• [Passage provided]:

I'm currently working through N.D. Gilbert and T. Porter's Knots and Surfaces. In it the idea of a Wirtinger presentation and a Dehn presentation for a group associated with a given knot is introduced. It then says that:

Both presentations are a presentation of the same group.

I'm trying to prove this statement but I'm not sure how exactly I would go about it. Is it enough to show that generators for one both generate and satisfy the relations for the other?

I'm only looking at tame knots, and so we can assume that for a knot $K$ there are a finite number of generators for the Wirtinger presentation, say $n$ many, and from this we know that there are $n+2$ many generators for the Dehn presentation, via Euler's formula (for planar graphs). (Is this much correct?)

Also a Wirtinger presentation gives relations of the form $xyx^{-1}z^{-1}$ or $x^{-1}yxz^{-1}$, whereas a Dehn relation is always of the form $ab^{-1}cd^{-1}$, as well as the one relation of setting one generator equal to the identity.

• [Problem set]:
1: Answer these questions from the knot presentations post, one line each.
(a) Which book is the poster working through?
(b) If the Wirtinger presentation has $n$ generators, how many generators does the post say the Dehn presentation has?
(c) What form does a Dehn relation always take?
2: Return the stretch of the knot presentations post from "Both presentations are" through "to the identity.".
3: Extend the knot presentations post with the passage that follows its final sentence.

• [Data section]:

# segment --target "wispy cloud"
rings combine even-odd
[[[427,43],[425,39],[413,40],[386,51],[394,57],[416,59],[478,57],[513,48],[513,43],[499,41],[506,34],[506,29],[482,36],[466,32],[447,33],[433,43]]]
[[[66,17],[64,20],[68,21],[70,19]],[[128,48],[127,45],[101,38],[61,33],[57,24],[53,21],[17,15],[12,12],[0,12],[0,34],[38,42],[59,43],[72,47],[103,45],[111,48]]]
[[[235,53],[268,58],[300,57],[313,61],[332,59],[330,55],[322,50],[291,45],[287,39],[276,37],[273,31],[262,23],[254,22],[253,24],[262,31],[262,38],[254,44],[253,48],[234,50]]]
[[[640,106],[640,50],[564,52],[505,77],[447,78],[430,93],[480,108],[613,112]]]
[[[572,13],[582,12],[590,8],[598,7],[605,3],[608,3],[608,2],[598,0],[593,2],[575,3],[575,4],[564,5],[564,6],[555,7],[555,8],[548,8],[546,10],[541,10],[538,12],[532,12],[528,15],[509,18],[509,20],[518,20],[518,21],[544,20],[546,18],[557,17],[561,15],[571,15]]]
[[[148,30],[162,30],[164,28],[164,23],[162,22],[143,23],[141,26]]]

• [Responses for each task]:
1:
(a) Knots and Surfaces by N.D. Gilbert and T. Porter.
(b) $n+2$, obtained via Euler's formula for planar graphs.
(c) $ab^{-1}cd^{-1}$, along with the one relation setting one generator equal to the identity.

2:
Both presentations are a presentation of the same group.

I'm trying to prove this statement but I'm not sure how exactly I would go about it. Is it enough to show that generators for one both generate and satisfy the relations for the other?

I'm only looking at tame knots, and so we can assume that for a knot $K$ there are a finite number of generators for the Wirtinger presentation, say $n$ many, and from this we know that there are $n+2$ many generators for the Dehn presentation, via Euler's formula (for planar graphs). (Is this much correct?)

Also a Wirtinger presentation gives relations of the form $xyx^{-1}z^{-1}$ or $x^{-1}yxz^{-1}$, whereas a Dehn relation is always of the form $ab^{-1}cd^{-1}$, as well as the one relation of setting one generator equal to the identity.

3:
Am I thinking about it the right way? And are my preliminary assumptions correct? If so, I would really appreciate a nudge in the right direction as I haven't been able to connect the generators of one to the relations of the other.


I have not read this book, so maybe my answer is not appropriate for the approach taken there. But both of these presentations are presentations of the fundamental group of the knot complement and this is probably the best way to see they are presentations of the same group.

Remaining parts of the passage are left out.